Rows from a pointing dataset
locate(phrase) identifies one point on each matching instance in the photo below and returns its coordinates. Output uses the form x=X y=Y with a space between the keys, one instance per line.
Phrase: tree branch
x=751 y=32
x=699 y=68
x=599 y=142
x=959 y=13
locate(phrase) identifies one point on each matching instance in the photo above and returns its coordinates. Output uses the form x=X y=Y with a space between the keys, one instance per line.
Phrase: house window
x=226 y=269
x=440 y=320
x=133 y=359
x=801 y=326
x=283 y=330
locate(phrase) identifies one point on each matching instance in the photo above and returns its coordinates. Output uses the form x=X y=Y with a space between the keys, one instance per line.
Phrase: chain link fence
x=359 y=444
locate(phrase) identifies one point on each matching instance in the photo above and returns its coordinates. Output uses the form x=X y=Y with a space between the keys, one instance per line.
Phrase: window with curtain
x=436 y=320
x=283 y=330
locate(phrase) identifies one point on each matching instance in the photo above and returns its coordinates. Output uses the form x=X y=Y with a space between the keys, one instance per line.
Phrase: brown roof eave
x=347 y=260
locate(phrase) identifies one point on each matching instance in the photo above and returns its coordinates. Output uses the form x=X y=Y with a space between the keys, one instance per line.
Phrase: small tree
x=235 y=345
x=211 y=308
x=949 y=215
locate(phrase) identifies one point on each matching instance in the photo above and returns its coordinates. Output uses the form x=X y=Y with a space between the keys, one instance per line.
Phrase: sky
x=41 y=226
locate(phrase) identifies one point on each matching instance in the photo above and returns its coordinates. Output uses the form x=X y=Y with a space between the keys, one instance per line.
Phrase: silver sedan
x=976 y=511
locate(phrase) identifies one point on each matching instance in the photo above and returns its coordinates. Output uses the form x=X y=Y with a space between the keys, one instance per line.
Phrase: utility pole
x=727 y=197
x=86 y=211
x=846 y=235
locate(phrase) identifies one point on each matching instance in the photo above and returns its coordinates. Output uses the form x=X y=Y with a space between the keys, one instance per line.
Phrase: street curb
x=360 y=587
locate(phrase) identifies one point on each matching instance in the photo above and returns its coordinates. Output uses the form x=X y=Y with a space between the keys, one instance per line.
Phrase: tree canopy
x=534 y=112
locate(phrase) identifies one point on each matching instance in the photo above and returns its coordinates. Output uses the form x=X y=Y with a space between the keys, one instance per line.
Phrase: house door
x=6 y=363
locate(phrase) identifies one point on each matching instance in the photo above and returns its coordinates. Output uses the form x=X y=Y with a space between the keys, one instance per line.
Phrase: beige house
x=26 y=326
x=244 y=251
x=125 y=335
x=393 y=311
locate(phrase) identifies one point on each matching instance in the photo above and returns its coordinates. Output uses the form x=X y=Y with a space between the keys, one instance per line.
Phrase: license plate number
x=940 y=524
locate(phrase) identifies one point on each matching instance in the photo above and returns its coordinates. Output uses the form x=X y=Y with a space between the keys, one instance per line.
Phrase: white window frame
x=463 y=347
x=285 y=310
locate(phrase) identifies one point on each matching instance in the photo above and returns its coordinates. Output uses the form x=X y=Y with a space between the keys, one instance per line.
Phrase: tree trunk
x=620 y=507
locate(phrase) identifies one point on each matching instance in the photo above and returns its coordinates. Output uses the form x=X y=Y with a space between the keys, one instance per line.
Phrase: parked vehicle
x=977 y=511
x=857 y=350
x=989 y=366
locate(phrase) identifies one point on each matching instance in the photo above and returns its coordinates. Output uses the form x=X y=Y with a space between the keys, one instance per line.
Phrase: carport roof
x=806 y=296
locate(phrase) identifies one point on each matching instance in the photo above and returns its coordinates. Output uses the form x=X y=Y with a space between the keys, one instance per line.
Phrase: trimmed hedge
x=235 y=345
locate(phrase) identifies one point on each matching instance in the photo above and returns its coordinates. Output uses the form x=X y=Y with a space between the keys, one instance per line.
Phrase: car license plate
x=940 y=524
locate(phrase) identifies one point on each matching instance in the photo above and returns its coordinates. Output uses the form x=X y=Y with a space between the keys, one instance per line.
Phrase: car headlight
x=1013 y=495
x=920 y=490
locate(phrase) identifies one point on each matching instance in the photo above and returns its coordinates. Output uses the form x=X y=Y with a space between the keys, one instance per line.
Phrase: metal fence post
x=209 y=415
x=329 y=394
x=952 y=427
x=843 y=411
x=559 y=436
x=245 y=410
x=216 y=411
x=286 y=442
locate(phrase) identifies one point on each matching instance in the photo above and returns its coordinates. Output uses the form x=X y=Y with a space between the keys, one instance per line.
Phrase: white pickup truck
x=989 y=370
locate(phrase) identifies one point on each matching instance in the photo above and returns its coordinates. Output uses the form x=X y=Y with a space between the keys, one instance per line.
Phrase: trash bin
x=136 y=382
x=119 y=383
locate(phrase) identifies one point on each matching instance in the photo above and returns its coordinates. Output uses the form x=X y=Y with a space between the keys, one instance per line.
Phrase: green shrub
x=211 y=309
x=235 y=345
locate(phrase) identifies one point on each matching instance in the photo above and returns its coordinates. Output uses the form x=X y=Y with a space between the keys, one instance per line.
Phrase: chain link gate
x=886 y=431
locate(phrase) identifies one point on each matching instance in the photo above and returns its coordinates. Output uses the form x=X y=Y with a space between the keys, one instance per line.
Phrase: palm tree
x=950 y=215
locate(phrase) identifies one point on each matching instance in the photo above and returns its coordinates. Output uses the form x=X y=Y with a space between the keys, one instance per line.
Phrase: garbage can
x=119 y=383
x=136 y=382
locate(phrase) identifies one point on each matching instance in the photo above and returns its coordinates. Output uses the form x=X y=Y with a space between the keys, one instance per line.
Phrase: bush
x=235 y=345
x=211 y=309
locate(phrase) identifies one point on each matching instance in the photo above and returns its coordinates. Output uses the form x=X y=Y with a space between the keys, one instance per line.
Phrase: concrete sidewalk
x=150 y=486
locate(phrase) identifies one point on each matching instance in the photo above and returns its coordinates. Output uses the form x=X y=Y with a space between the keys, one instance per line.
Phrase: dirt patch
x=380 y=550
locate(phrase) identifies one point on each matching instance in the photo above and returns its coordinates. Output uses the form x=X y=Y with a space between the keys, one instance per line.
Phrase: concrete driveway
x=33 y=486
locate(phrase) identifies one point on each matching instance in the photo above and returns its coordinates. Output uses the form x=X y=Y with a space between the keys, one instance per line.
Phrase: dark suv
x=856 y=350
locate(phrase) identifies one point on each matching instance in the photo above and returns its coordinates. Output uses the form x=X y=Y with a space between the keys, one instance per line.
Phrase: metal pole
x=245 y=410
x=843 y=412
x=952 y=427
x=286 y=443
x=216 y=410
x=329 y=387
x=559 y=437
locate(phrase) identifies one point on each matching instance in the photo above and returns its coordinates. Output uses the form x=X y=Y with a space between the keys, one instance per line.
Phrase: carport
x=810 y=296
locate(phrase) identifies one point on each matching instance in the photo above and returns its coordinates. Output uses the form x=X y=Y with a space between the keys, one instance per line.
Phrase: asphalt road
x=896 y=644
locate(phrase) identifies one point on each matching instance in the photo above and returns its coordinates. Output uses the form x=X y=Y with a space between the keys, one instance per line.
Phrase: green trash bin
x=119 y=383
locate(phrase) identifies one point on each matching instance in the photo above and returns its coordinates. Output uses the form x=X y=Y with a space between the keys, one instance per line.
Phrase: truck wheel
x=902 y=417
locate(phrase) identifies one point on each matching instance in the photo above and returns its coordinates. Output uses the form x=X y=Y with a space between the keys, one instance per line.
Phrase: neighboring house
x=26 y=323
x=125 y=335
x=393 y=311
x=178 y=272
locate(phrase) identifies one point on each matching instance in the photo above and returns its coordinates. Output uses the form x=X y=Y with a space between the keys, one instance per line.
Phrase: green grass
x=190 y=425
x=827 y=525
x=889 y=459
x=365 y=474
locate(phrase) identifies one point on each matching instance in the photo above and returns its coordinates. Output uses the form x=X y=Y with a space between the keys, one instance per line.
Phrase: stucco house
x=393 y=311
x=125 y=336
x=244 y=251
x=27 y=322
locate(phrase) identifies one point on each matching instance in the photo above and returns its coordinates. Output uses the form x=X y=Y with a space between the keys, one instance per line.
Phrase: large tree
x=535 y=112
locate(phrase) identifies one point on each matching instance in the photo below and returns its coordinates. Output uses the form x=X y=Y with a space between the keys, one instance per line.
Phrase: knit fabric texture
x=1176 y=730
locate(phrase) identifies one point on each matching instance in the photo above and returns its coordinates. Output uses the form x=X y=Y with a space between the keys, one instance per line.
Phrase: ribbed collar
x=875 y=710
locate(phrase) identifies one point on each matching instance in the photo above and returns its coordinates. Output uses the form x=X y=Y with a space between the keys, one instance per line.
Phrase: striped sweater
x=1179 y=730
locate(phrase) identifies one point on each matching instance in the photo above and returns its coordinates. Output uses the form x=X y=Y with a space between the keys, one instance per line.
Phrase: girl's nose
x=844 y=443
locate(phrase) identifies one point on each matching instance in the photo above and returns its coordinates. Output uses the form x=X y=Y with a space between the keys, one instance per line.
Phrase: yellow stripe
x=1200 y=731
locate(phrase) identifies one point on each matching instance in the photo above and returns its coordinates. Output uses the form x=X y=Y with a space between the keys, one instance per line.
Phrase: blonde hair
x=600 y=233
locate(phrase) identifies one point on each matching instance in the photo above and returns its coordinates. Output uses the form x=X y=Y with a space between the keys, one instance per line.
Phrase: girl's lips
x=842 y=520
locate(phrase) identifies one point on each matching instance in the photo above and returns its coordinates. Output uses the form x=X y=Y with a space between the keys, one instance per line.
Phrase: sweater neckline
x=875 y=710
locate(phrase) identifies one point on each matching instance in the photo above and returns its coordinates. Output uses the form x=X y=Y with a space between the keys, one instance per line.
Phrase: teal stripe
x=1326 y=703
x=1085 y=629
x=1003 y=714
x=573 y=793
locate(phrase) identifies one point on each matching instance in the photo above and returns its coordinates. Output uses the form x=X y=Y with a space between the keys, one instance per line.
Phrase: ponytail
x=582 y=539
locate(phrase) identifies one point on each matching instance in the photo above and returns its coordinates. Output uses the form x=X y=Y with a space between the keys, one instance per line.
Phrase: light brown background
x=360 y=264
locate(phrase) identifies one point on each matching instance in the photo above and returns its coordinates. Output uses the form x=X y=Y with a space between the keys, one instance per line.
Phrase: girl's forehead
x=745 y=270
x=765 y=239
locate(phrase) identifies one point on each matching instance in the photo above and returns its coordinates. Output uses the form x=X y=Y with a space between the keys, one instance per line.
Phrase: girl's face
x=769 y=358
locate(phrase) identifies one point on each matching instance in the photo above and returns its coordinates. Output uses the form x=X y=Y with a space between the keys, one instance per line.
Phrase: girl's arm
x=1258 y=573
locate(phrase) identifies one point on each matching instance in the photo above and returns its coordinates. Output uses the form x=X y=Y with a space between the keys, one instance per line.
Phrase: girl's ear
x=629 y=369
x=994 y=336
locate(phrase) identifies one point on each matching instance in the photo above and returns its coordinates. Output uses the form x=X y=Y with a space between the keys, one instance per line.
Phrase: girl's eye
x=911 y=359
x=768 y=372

** Written problem **
Count the lines in the data above that contain the string "metal", treating case as significant, and give only the number.

** Answer to this exercise **
2